§ Exercise directions: Starting at the beginning of the records and stopping after the line that contains "x=647 y=467", write out every line again, leaving all text unchanged except the x and y coordinates, which you should multiply by 1.2 and round to whole numbers, with halves rounded up. Give only those lines.
☆ ☆ ☆ ☆ ☆ ☆ ☆
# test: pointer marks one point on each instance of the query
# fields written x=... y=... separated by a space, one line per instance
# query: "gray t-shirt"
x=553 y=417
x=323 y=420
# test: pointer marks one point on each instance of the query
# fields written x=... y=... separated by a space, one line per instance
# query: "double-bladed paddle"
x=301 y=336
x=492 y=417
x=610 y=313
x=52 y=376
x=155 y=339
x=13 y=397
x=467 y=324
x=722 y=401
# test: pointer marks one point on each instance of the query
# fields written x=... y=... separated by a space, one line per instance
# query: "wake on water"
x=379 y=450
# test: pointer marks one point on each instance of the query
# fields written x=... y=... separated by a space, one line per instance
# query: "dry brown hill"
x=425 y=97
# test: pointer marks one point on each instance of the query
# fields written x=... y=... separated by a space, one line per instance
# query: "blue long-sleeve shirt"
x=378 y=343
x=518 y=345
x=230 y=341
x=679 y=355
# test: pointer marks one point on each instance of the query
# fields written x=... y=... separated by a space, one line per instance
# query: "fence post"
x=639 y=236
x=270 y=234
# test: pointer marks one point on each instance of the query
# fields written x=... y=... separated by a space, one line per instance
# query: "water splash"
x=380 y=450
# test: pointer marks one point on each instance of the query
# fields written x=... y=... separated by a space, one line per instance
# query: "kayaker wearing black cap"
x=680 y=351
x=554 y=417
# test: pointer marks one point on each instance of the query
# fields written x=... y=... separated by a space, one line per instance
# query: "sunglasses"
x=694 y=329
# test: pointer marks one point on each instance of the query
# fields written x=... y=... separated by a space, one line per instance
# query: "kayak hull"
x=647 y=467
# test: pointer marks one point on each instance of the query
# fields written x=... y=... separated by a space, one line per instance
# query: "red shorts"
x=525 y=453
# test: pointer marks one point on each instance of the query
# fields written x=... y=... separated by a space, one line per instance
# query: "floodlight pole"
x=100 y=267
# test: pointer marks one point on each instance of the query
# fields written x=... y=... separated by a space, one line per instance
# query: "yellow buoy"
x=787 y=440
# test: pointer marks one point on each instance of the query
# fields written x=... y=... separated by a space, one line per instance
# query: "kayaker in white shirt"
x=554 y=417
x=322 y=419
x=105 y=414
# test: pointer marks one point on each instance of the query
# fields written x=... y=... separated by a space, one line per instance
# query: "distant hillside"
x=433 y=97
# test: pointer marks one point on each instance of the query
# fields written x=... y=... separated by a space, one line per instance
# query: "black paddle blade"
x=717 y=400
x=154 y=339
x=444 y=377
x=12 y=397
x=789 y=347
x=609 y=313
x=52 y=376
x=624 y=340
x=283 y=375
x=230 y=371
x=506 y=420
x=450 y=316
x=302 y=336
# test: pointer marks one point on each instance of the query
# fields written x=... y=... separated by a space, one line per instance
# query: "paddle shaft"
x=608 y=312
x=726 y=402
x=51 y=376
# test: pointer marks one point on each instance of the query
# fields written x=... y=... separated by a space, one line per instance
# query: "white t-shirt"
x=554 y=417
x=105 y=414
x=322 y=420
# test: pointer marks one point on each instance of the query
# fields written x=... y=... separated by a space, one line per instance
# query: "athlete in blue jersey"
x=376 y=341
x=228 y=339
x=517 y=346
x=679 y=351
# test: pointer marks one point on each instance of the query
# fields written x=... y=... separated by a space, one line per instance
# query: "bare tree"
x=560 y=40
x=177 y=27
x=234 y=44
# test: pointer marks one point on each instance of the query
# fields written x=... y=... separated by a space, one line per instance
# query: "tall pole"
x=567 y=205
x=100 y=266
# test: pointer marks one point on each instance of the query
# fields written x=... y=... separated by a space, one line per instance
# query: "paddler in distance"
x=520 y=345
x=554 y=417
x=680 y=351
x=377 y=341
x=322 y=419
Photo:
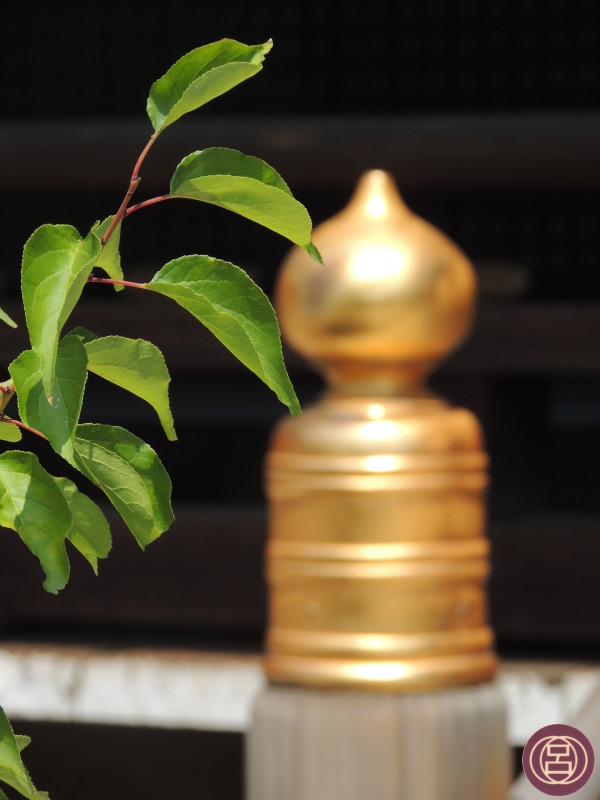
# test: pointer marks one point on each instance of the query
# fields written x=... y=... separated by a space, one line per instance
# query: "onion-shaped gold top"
x=377 y=561
x=395 y=294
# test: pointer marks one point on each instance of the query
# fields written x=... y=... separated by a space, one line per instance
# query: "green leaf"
x=32 y=505
x=9 y=432
x=22 y=741
x=12 y=768
x=200 y=76
x=56 y=265
x=130 y=474
x=224 y=299
x=90 y=531
x=244 y=184
x=5 y=318
x=137 y=366
x=110 y=259
x=56 y=420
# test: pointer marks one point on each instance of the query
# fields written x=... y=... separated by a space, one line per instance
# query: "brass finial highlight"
x=377 y=561
x=394 y=291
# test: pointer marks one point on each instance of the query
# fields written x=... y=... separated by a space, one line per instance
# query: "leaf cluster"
x=49 y=378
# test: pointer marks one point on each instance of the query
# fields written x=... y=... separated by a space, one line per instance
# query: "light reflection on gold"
x=377 y=564
x=379 y=430
x=376 y=262
x=379 y=464
x=375 y=411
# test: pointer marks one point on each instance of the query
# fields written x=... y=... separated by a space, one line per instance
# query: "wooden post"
x=379 y=655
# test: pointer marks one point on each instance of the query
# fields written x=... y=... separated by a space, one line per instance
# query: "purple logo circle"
x=558 y=760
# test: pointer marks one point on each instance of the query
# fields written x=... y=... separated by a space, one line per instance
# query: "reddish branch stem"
x=20 y=424
x=112 y=282
x=144 y=203
x=133 y=184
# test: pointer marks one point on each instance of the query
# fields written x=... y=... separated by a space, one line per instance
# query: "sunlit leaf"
x=56 y=419
x=90 y=531
x=12 y=769
x=224 y=299
x=32 y=505
x=9 y=432
x=5 y=318
x=249 y=187
x=200 y=76
x=135 y=365
x=56 y=265
x=130 y=474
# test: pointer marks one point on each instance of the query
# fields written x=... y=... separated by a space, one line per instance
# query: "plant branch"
x=113 y=281
x=133 y=184
x=20 y=424
x=144 y=203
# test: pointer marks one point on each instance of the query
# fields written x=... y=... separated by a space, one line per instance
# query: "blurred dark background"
x=487 y=114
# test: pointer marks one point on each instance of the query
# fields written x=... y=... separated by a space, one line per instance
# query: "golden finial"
x=377 y=560
x=395 y=294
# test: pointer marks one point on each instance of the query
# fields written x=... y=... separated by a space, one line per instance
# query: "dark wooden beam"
x=433 y=152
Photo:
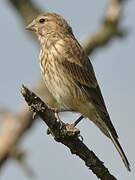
☆ ☆ ☆ ☆ ☆ ☆ ☆
§ Exercise answer:
# test: pointer marks one point on each instance of the query
# fields written x=... y=... separated by a space, one line per instance
# query: "gray t-shirt"
x=664 y=500
x=388 y=504
# test: pointer marks one point on each instance of the query
# fields written x=... y=... separated by a space, one line per instance
# query: "double-bladed paddle"
x=361 y=403
x=590 y=500
x=732 y=376
x=62 y=451
x=186 y=407
x=16 y=476
x=560 y=389
x=866 y=481
# test: pointer marks one point on each instance of the query
# fields written x=... y=... separated by a space, one line per instance
# query: "wake on water"
x=455 y=540
# test: pointer marks one point on each instance of the query
# fields written x=... y=... separated by a space, one line per instance
# query: "dry brown hill"
x=510 y=116
# test: pointer marks one point on each instance of the query
# fields written x=... y=... separated by a space, one line per instance
# query: "blue long-sleeve shirt"
x=454 y=412
x=622 y=414
x=276 y=409
x=815 y=426
# test: pointer marks one point on each instance of the query
# fields written x=... y=... separated by a space, one line per instance
# query: "fence post"
x=767 y=283
x=324 y=281
# test: pointer marks one point on each instance of the query
# fields written x=... y=... separated by a space, one line per instance
# query: "water splash"
x=456 y=540
# test: pointer marks one point on each instance of the query
# fields written x=... y=... separated by a space, one line per instance
# query: "kayaker wearing black cap"
x=816 y=421
x=665 y=500
# test: pointer marks one point on each instance of the query
# fields written x=... y=... separated by a space, one line per instance
# query: "sunglasses"
x=833 y=395
# test: pointer marks one point on each instance of the query
# fields written x=... y=... separated by a space, one line per instance
# query: "kayak hull"
x=776 y=560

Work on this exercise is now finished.